Extracted records

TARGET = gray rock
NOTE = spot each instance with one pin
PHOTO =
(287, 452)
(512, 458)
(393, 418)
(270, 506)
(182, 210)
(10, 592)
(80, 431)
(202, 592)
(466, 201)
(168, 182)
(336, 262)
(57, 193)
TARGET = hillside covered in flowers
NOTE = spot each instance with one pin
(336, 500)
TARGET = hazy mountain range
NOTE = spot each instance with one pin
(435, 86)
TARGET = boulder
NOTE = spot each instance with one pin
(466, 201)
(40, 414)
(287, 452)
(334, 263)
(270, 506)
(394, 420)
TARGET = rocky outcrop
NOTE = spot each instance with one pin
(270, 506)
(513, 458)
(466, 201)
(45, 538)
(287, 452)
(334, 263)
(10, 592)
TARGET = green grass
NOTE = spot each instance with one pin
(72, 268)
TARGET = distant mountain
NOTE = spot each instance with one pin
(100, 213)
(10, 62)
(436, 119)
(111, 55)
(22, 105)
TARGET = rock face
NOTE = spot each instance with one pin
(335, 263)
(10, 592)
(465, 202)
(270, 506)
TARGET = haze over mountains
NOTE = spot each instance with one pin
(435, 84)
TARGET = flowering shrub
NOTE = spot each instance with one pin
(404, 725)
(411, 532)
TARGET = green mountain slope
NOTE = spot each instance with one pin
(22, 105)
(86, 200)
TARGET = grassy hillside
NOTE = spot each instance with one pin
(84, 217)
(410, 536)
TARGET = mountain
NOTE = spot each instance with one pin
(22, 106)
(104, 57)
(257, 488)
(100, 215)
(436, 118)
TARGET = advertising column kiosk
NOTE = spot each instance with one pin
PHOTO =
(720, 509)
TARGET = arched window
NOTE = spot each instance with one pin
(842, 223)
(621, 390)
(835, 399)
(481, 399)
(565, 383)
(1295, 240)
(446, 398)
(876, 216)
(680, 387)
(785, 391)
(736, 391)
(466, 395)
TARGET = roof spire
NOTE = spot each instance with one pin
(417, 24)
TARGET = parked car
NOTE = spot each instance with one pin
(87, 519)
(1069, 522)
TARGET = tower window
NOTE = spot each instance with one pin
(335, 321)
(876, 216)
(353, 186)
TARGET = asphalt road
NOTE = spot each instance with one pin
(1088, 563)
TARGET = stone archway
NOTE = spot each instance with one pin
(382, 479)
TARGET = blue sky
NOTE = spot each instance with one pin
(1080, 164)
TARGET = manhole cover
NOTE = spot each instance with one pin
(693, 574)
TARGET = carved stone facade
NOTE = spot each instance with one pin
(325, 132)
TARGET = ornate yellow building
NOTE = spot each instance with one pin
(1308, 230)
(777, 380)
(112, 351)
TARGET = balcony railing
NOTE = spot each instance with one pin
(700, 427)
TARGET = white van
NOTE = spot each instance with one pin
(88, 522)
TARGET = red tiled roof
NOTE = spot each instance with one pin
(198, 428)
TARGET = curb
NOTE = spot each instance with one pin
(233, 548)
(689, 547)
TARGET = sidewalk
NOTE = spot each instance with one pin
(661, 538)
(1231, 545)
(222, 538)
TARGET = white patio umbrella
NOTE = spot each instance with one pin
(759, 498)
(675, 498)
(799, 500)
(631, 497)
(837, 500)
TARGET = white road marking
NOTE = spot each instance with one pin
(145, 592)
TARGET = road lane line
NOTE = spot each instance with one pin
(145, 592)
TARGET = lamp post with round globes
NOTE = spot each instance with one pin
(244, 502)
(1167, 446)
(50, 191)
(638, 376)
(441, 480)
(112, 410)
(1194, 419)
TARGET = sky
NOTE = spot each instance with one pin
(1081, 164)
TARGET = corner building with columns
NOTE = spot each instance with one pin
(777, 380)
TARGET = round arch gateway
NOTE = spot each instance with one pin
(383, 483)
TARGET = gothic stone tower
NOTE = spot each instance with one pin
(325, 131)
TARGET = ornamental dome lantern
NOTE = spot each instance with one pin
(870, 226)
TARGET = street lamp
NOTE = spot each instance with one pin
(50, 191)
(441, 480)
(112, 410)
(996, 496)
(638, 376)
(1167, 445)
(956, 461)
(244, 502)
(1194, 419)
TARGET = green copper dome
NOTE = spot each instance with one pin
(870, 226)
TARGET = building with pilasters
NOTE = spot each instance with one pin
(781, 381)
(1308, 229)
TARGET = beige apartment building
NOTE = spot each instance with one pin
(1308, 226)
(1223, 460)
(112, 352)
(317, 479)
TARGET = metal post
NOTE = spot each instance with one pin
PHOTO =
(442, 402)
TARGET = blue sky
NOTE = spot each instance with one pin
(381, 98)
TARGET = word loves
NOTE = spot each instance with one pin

### The problem
Rename "pin" to "marker" in the material, starting at the line that contains "TARGET = white patio umbrella" and ending at the end of the material. Return only those lines, with nothing else changed.

### Solution to the problem
TARGET = white patio umbrella
NOTE = spot each instance with one marker
(759, 498)
(675, 498)
(799, 500)
(631, 497)
(837, 500)
TARGET = white road marking
NOTE = spot each instance with one marker
(145, 592)
TARGET = road lane line
NOTE = spot each instance with one marker
(145, 592)
TARGET = lamp post with round globes
NOTE = spot each instance with one marker
(244, 502)
(1167, 446)
(50, 191)
(638, 376)
(441, 480)
(112, 410)
(1194, 419)
TARGET = sky
NOTE = spot each instance with one marker
(1081, 164)
TARGET = corner building with columns
NOTE = spot each instance with one marker
(777, 380)
TARGET = round arch gateway
NOTE = spot each instance with one marker
(383, 483)
TARGET = gothic stone tower
NOTE = spot each instance with one marker
(325, 131)
TARGET = ornamental dome lantern
NOTE = spot each instance with one marker
(870, 226)
TARGET = street lamp
NOTE = spot each instance with one marker
(50, 191)
(441, 480)
(112, 410)
(996, 496)
(638, 376)
(1167, 445)
(956, 461)
(244, 502)
(1194, 419)
TARGET = green copper dome
NOTE = spot each instance with one marker
(870, 226)
TARGET = building with pilasters
NOTE = spot each instance with one marker
(781, 381)
(1308, 229)
TARGET = beige apartment building
NOTE = spot each instance with one marker
(1308, 226)
(1223, 460)
(112, 352)
(317, 479)
TARGET = metal post
NOTE = spot each instance with one marker
PHOTO =
(442, 402)
TARGET = blue sky
NOTE = spot each instance with one marker
(381, 98)
TARGET = word loves
NOTE = spot each instance with one marker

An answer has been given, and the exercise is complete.